Task objective
With every picture left out, give the data below back exactly.

Listed records
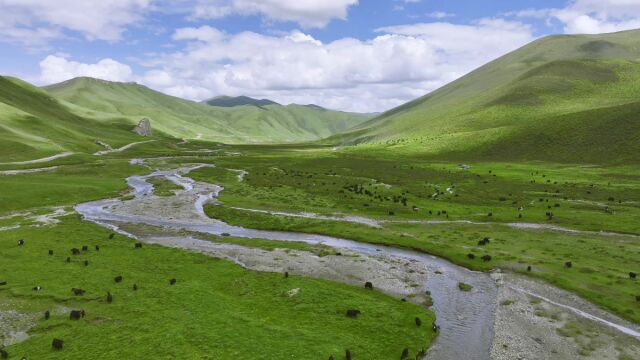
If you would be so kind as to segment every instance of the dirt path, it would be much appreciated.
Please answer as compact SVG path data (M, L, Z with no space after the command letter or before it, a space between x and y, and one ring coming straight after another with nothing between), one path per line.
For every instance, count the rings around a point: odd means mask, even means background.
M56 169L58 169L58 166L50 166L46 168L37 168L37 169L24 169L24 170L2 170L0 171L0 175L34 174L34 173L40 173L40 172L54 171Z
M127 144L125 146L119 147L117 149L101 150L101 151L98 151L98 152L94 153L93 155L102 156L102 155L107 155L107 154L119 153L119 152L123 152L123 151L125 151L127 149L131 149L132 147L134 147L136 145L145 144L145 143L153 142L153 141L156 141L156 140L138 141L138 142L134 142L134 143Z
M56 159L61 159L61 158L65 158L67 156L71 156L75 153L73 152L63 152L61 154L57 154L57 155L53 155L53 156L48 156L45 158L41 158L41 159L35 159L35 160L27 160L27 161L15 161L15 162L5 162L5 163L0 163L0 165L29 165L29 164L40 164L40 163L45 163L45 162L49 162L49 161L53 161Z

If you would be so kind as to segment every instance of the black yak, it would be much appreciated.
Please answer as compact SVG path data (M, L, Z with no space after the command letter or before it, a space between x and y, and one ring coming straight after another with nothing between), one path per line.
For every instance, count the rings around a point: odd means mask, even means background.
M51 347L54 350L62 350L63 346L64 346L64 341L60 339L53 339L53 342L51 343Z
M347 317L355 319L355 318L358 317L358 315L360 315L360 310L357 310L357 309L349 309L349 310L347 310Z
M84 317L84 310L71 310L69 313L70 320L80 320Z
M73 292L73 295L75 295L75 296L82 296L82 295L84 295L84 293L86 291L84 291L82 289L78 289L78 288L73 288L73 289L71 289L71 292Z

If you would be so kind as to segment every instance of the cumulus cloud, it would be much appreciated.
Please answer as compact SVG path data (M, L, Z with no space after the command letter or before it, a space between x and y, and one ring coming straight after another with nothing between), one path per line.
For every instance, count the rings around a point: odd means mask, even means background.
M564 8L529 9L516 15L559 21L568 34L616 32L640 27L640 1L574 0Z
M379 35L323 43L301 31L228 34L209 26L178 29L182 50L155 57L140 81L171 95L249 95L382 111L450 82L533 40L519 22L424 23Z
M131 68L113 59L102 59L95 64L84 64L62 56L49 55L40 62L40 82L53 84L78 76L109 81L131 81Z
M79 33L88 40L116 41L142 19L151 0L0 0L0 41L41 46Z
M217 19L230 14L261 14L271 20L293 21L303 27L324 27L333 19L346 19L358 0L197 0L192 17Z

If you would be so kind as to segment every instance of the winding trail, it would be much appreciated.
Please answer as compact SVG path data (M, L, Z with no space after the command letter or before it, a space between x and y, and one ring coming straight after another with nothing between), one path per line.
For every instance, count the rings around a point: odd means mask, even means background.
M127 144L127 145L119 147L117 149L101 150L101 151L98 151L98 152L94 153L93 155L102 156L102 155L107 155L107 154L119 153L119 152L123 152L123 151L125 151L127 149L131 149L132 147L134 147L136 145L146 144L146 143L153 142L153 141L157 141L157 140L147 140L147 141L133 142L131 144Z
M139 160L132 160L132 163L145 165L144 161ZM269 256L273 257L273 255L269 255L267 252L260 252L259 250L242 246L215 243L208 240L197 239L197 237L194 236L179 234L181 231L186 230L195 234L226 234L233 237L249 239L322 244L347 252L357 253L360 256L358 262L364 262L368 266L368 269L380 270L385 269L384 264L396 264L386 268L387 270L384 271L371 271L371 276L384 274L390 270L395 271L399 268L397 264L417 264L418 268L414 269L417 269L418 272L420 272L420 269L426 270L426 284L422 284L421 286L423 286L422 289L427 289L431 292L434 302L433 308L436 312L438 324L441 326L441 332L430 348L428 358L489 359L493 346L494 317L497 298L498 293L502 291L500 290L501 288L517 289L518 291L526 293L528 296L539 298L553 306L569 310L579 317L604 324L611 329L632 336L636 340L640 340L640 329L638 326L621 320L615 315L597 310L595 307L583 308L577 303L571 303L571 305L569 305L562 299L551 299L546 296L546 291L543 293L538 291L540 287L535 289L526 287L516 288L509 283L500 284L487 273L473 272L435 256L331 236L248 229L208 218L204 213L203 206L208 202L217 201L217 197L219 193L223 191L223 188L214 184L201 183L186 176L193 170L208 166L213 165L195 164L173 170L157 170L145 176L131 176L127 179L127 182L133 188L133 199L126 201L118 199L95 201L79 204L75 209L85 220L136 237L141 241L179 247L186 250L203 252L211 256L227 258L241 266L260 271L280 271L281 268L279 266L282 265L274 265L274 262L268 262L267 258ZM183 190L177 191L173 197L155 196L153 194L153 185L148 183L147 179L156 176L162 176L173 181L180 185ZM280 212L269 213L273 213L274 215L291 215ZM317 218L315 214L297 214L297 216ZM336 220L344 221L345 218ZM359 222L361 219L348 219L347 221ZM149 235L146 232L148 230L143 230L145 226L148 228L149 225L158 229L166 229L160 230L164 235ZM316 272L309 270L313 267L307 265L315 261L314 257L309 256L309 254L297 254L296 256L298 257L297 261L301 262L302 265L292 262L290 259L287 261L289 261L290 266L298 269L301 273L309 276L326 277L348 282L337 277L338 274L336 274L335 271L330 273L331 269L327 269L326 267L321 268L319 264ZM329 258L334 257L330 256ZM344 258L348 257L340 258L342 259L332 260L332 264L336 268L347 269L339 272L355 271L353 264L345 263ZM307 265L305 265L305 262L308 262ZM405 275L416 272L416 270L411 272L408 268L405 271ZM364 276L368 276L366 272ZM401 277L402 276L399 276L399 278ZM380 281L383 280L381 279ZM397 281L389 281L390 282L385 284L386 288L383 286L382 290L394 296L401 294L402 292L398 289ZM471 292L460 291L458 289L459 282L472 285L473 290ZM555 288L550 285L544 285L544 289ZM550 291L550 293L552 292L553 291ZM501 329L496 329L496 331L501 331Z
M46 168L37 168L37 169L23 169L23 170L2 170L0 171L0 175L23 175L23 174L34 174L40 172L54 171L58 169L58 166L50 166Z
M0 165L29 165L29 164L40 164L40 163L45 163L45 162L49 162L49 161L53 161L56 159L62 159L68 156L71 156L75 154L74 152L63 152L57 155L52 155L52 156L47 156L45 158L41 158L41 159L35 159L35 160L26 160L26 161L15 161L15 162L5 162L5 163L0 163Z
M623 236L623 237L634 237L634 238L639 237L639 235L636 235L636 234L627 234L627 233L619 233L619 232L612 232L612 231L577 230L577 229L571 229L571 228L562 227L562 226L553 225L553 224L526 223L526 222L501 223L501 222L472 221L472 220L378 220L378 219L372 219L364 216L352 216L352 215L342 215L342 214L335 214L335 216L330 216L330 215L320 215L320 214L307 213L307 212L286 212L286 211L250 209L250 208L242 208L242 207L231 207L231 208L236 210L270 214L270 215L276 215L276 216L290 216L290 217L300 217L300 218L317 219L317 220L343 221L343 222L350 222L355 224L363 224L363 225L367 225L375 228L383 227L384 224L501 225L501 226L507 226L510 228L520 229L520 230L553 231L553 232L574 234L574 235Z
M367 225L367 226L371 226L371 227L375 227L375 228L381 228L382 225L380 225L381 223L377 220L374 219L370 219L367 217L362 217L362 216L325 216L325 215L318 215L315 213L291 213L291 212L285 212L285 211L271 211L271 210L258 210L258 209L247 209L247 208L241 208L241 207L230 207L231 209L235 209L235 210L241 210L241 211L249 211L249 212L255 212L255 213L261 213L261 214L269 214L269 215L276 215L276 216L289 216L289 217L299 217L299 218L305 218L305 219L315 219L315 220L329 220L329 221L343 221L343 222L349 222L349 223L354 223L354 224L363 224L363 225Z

Response to the task
If you would be so kind as to segment every instance of the dirt path, it would be much appreciated.
Please answer as compact SVG path data (M, L, Z with no space after the command letter or before it, a space between x and y, and one ring coming straight after another with nothing between), one path per line.
For every instance, count the rings around a point: odd means mask, even means background.
M56 169L58 169L58 166L50 166L46 168L37 168L37 169L24 169L24 170L2 170L0 171L0 175L34 174L34 173L40 173L40 172L54 171Z
M127 144L125 146L119 147L117 149L101 150L101 151L98 151L98 152L94 153L93 155L102 156L102 155L107 155L107 154L119 153L119 152L123 152L123 151L125 151L127 149L131 149L132 147L134 147L136 145L145 144L145 143L153 142L153 141L156 141L156 140L138 141L138 142L134 142L134 143Z
M56 159L61 159L61 158L65 158L67 156L71 156L75 153L73 152L63 152L61 154L57 154L57 155L53 155L53 156L48 156L45 158L41 158L41 159L35 159L35 160L27 160L27 161L15 161L15 162L5 162L5 163L0 163L0 165L29 165L29 164L40 164L40 163L45 163L45 162L49 162L49 161L53 161Z

If you would be so kind as to segment every instance of the black yak, it would be much appreciated.
Please answer as compact SVG path data (M, L, Z with no space after the command letter or before it, a space between x and y, and one ring coming straight after another with nothing between), one path per line.
For every instance, count the rings around a point: odd means mask, even means background.
M51 347L54 350L62 350L63 346L64 346L64 341L60 339L53 339L53 342L51 343Z
M347 317L355 319L355 318L358 317L358 315L360 315L360 310L357 310L357 309L349 309L349 310L347 310Z
M84 317L84 310L71 310L69 313L70 320L80 320Z
M73 292L73 295L75 295L75 296L82 296L82 295L84 295L84 293L86 291L84 291L82 289L78 289L78 288L73 288L73 289L71 289L71 292Z

If you would be so kind as to segment every instance of the cumulus cloud, it would be much appreciated.
Please answer as compact SVG path data (M, L, Z with no space after the command letter or before it, a space between x and y, and one ring coming straight after another with nothing between), one path per line.
For every instance, count the rings around a point: odd means mask, even means background.
M564 8L529 9L516 15L559 21L568 34L616 32L640 27L640 1L574 0Z
M379 35L323 43L301 31L228 34L209 26L178 29L182 50L155 57L140 81L171 95L249 95L382 111L450 82L533 40L519 22L424 23Z
M131 68L113 59L102 59L95 64L84 64L62 56L49 55L40 62L40 82L53 84L78 76L109 81L131 81Z
M79 33L88 40L116 41L142 19L151 0L0 0L0 41L41 46Z
M217 19L230 14L261 14L271 20L293 21L303 27L324 27L333 19L346 19L358 0L197 0L192 17Z

If you would be so kind as to segment every instance of the winding trail, it would be much appreciated.
Please answer as compact SVG path data (M, L, Z with no space after the command letter or before it, a space between x and y, and one ring coming straight after another with nothing between), one path per line.
For every instance, count the rings around a point: odd means mask, even means background.
M127 144L127 145L119 147L117 149L101 150L101 151L98 151L98 152L94 153L93 155L102 156L102 155L107 155L107 154L119 153L119 152L123 152L123 151L125 151L127 149L131 149L132 147L134 147L136 145L146 144L146 143L153 142L153 141L157 141L157 140L147 140L147 141L133 142L131 144Z
M139 160L132 160L132 163L145 165L144 161ZM269 256L273 257L273 255L269 255L267 252L260 252L259 250L242 246L215 243L208 240L197 239L197 237L194 236L179 234L181 231L186 230L195 234L226 234L233 237L249 239L322 244L347 252L357 253L360 256L358 262L364 262L368 266L368 269L380 270L385 269L384 264L396 264L386 268L387 270L384 271L371 271L371 276L384 274L390 270L395 271L399 268L397 264L417 264L418 268L414 269L417 269L418 272L420 272L420 269L426 270L426 284L422 284L421 286L423 286L422 289L427 289L431 292L434 302L433 308L436 312L438 324L441 326L441 332L430 348L428 358L489 359L493 346L494 317L497 298L498 293L502 291L500 290L501 288L517 289L518 291L526 293L528 296L539 298L553 306L569 310L579 317L604 324L611 329L632 336L636 340L640 340L640 329L638 326L621 320L615 315L597 310L595 307L583 308L577 303L571 303L571 305L569 305L562 299L551 299L546 296L546 291L543 293L538 291L540 287L535 289L526 287L516 288L509 283L500 284L487 273L473 272L435 256L331 236L248 229L208 218L204 213L203 206L208 202L217 201L217 197L219 193L223 191L223 188L214 184L201 183L186 176L193 170L208 166L213 165L195 164L173 170L157 170L145 176L131 176L127 179L127 182L133 188L133 199L126 201L118 199L95 201L79 204L75 209L85 220L136 237L141 241L179 247L186 250L203 252L211 256L227 258L241 266L260 271L280 271L281 268L279 266L282 265L274 265L274 262L268 262L267 258ZM183 190L177 191L173 197L155 196L153 194L153 185L148 183L147 179L156 176L162 176L173 181L180 185ZM280 212L269 213L273 213L274 215L291 215ZM317 218L315 214L297 214L297 216ZM336 220L344 221L345 218ZM359 222L361 219L348 219L347 221ZM149 235L146 232L148 230L143 230L145 226L148 228L149 225L158 229L166 229L160 230L164 235ZM316 272L309 270L313 267L307 265L315 261L314 257L309 256L309 254L297 254L296 256L298 257L297 261L301 262L302 265L292 262L290 259L287 261L289 261L290 266L298 269L301 273L309 276L326 277L348 282L337 277L338 274L336 274L335 271L330 273L331 269L327 269L326 267L321 268L319 264ZM329 258L334 257L330 256ZM344 258L348 257L340 258L342 259L332 260L332 264L336 268L347 269L339 272L355 271L353 264L345 263ZM307 265L305 265L305 262L308 262ZM405 275L416 272L416 270L411 272L408 268L405 271ZM364 276L368 276L366 272ZM401 277L402 276L399 276L399 278ZM380 281L383 280L381 279ZM397 281L389 281L390 282L385 284L386 288L383 286L382 290L394 296L401 294L402 292L398 289ZM471 292L460 291L458 289L459 282L472 285L473 290ZM555 288L550 285L544 285L544 289ZM550 291L550 293L552 292L553 291ZM501 329L496 329L496 331L501 331Z
M46 168L37 168L37 169L23 169L23 170L2 170L0 171L0 175L23 175L23 174L34 174L40 172L54 171L58 169L58 166L50 166Z
M0 165L29 165L29 164L40 164L40 163L45 163L45 162L49 162L49 161L53 161L56 159L62 159L68 156L71 156L75 154L74 152L63 152L57 155L52 155L52 156L47 156L45 158L41 158L41 159L35 159L35 160L26 160L26 161L15 161L15 162L5 162L5 163L0 163Z
M623 236L623 237L634 237L634 238L639 237L639 235L636 235L636 234L627 234L627 233L619 233L619 232L612 232L612 231L577 230L577 229L571 229L571 228L562 227L562 226L553 225L553 224L526 223L526 222L501 223L501 222L472 221L472 220L378 220L378 219L372 219L364 216L352 216L352 215L342 215L342 214L335 214L335 216L330 216L330 215L320 215L320 214L307 213L307 212L286 212L286 211L250 209L250 208L242 208L242 207L231 207L231 208L236 210L270 214L270 215L276 215L276 216L290 216L290 217L300 217L300 218L317 219L317 220L343 221L343 222L350 222L355 224L363 224L363 225L367 225L375 228L383 227L384 224L501 225L501 226L507 226L510 228L520 229L520 230L553 231L553 232L574 234L574 235Z
M367 225L367 226L371 226L371 227L375 227L375 228L381 228L382 225L380 225L381 223L377 220L374 219L370 219L367 217L362 217L362 216L325 216L325 215L318 215L315 213L291 213L291 212L285 212L285 211L271 211L271 210L258 210L258 209L247 209L247 208L241 208L241 207L230 207L231 209L235 209L235 210L241 210L241 211L249 211L249 212L255 212L255 213L261 213L261 214L269 214L269 215L276 215L276 216L289 216L289 217L299 217L299 218L305 218L305 219L315 219L315 220L329 220L329 221L343 221L343 222L349 222L349 223L354 223L354 224L363 224L363 225Z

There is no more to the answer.